**SUPPLIED MATERIAL:**
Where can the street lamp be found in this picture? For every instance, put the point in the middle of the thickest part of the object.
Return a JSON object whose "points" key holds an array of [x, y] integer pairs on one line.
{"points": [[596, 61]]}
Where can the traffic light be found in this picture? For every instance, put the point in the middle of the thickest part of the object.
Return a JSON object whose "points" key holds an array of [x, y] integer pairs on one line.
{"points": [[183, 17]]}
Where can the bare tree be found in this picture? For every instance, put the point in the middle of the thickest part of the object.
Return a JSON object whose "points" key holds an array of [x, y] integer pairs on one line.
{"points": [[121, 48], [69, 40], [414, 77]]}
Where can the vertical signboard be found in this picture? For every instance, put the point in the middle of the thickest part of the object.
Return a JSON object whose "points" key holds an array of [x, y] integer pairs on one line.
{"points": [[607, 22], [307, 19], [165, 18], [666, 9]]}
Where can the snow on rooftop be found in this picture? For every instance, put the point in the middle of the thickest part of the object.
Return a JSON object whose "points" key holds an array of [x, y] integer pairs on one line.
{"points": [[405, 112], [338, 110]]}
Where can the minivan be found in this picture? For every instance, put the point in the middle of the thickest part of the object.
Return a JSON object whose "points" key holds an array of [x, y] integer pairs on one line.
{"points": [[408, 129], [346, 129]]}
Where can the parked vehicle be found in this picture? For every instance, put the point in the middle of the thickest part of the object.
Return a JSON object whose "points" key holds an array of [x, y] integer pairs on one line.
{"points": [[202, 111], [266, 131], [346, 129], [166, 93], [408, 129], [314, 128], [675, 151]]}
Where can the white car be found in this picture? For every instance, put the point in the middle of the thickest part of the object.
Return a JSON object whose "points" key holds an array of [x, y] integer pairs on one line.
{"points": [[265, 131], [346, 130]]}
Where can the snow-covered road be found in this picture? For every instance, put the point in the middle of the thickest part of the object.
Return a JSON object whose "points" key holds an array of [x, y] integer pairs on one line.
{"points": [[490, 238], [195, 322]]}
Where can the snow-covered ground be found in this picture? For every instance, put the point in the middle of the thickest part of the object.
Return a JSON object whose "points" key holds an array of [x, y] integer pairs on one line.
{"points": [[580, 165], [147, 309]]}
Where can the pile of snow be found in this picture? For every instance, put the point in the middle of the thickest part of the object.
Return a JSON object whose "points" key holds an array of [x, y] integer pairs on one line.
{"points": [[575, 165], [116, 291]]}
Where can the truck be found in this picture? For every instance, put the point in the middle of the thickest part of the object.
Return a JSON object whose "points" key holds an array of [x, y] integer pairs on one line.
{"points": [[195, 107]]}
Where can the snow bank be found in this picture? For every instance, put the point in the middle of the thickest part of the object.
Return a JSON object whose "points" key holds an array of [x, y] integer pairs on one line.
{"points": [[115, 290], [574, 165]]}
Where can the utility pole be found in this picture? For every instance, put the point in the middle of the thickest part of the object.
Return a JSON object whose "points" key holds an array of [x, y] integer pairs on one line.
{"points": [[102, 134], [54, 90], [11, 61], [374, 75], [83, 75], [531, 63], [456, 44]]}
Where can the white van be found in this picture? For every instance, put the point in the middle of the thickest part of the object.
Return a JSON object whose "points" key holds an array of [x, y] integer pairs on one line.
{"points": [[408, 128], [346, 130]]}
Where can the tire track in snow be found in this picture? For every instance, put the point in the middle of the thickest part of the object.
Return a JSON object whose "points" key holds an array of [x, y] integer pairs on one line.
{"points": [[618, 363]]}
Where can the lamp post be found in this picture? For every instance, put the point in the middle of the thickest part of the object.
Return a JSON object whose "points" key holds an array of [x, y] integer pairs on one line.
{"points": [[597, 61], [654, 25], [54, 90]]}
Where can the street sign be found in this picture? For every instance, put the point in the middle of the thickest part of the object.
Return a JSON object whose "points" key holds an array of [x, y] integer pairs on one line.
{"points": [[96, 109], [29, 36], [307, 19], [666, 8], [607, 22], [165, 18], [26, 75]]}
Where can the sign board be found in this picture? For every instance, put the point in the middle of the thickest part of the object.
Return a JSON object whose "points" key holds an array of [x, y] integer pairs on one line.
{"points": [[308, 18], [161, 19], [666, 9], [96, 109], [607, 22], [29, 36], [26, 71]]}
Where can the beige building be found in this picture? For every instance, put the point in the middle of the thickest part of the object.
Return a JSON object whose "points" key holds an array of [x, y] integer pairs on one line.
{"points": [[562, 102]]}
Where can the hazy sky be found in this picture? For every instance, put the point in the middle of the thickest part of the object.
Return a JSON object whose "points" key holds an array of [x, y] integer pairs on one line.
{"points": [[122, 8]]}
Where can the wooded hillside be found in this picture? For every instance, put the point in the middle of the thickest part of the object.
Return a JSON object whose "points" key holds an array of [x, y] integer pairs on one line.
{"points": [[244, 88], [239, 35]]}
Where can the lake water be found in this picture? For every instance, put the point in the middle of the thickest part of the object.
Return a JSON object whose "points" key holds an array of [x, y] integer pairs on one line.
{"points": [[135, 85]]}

**TASK DETAILS:**
Retype exactly the lines of the data above that fall between the line with "Where can the white car" and the line with "Where can the utility", inclusive, and add nothing.

**YOUR SOLUTION:**
Where can the white car be found in this picture? For every instance, put the point in the middle of the thickest part of the object.
Return a JSON object whose "points" key holds an array of [x, y] integer pairs on one line.
{"points": [[265, 131], [346, 130]]}
Where can the snow-covered road be found in this picture? For every instance, put the point in the middle of the thickest part of the object.
Return a JSON object whose "points" key holds an array of [x, y] integer pairs on one line.
{"points": [[490, 238], [195, 322]]}
Where can the snow-covered ground be found in this picture? For every instance, put the point in the middle of the thickest part of the object.
Return a JSON object whose "points" key holds an array of [x, y] integer pairs on one line.
{"points": [[580, 165], [147, 309]]}
Where can the pile of snow be found in this picture? For every instance, put the point in the middle of the thickest part of the object.
Return a JSON object whose "points" key holds an array of [x, y] integer pairs on one line.
{"points": [[575, 165], [116, 291]]}
Where can the truck be found in this picture? For every instance, put the point in the middle of the thickest part of the object.
Return a JSON object whose "points" key holds an array of [x, y] integer pairs on one line.
{"points": [[195, 107]]}
Where can the snow bank be found in this picture? For every instance, put the point in the middle of the thickest part of the object.
Return a JSON object whose "points" key holds an array of [x, y] integer pairs on one line.
{"points": [[115, 290], [574, 165]]}
Where can the utility pole be found in this picture? For every instance, put the point in the middle of the thickest part of the object.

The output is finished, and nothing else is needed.